Your instructions:
Write out word for word the part of the Pleasant View house text below from "I don’t really" to "But I digress.".
==== Extracted text ====
Pleasant View. April 2014 image from Google Streetview.

Pleasant View. April 2014 image from Google Streetview.

Here is a cute bit of Kingston ephemera from about 1919. I first learned about it while looking through the book Cataraqui Village and subsequently found it on archive.org. (It’s occurred to me that archive.org has a name, Internet Archive, and yet I always refer to it by its URL. Oh well.)

This house, at 2312 Princess Street, is unmistakable and hard to miss, being as it is surrounded by stores such as Rona and FreshCo in a busy suburban area of Kingston. Set back far from the road, it is a reminder of the surprisingly not-so-distant days when this area was a separate rural town called Cataraqui Village (or sometimes Waterloo Village). Built between 1865 and 1869, the house was constructed by Lewis Johnson Day, who literally built his house with bricks from his own brickyard.

After living there for thirty years, Day sold the house in 1899 to a man called Robert A. Marrison, who wrote and privately published the short book The Winter Bird’s Paradise at Pleasant View (1919). He named the house “Pleasant View,” probably because the house sits on a ridge of land (the view from which is somewhat obstructed today), but the name stuck around at least while Pleasant View Greenhouses was at that location. Interestingly, it was Marrison who began the house’s association with gardening, as he opened an orchard and market garden as well as beehives on the property. He was also a great animal lover, as his book attests.

Grainy photo of Marrison and what appears to be a chickadee from his book.

Grainy photo of Marrison and what appears to be a chickadee friend from his book.

Okay, so this is not really a book you’re going to read for its entertainment value. But it’s pretty cute to look through; Marrison seems to have been a nice man who really loved animals and had a wide assortment of pets throughout his life:

Now I shall tell you what great pets my little feathered friends are. But before I begin I should like to say that I have always given names to all the pets I have ever kept, except snakes and mud-turtles. These never seemed to know when I talked to them.

Birds were his favourites. At one point Marrison had four pet cats, but by the time he wrote his book there was just one left, Pete. When he discovered Pete was wreaking carnage among his birds, and in particular caused the demise of a chickadee called Dell, he had Pete shipped off to the local baker:

He promised to show great kindness to Pete, and to put him in the store-room, where he kept his flour, and where rats and mice abounded. But I shall never keep a cat again so long as there are birds around my home, that I swear!

I don’t really blame him. When my cat, who mysteriously disappeared in 2014, was young, she liked to eat or otherwise destroy goldfinches’ heads and leave the bodies lying around the yard. Also victimized were mice, insects, chipmunks, cute baby bunnies, and once she tried to attack a dog. Cats left to their own devices are vicious marauders. But I digress.
==== Data records ====
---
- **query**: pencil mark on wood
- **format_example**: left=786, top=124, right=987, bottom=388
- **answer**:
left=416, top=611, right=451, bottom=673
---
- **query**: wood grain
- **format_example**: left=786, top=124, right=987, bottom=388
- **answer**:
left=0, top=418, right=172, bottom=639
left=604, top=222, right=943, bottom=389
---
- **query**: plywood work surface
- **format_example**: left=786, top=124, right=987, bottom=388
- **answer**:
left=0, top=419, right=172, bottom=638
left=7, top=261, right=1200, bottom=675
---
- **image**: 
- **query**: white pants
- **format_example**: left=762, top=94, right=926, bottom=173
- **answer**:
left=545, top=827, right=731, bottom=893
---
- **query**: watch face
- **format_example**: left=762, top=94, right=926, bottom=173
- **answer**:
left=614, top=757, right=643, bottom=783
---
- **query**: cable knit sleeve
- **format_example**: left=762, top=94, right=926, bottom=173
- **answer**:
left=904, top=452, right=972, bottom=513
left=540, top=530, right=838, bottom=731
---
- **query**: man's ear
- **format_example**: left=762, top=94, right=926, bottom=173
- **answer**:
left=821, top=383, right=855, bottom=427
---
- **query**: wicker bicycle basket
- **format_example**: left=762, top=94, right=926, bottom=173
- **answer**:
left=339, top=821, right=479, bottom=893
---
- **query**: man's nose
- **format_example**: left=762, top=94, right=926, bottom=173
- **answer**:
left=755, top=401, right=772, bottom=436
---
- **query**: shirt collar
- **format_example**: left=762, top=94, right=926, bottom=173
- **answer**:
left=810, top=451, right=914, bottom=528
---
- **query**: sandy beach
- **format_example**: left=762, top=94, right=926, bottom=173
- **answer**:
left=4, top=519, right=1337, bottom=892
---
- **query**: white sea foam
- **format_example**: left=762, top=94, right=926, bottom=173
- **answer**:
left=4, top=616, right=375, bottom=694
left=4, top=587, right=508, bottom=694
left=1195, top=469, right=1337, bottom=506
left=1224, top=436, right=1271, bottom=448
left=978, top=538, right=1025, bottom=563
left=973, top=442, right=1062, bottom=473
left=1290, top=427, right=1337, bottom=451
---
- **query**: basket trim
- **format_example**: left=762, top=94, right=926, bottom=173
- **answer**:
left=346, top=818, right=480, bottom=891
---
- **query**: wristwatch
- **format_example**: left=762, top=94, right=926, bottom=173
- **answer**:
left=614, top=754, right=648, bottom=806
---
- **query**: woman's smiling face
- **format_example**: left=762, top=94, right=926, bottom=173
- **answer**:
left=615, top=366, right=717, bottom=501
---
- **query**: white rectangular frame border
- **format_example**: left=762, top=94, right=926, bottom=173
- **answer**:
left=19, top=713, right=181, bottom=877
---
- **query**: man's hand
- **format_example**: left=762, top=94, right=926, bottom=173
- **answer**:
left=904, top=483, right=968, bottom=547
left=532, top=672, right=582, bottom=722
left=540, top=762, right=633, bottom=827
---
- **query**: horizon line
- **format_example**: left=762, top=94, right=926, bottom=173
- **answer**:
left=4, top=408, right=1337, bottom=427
====
Result below:
I don’t really blame him. When my cat, who mysteriously disappeared in 2014, was young, she liked to eat or otherwise destroy goldfinches’ heads and leave the bodies lying around the yard. Also victimized were mice, insects, chipmunks, cute baby bunnies, and once she tried to attack a dog. Cats left to their own devices are vicious marauders. But I digress.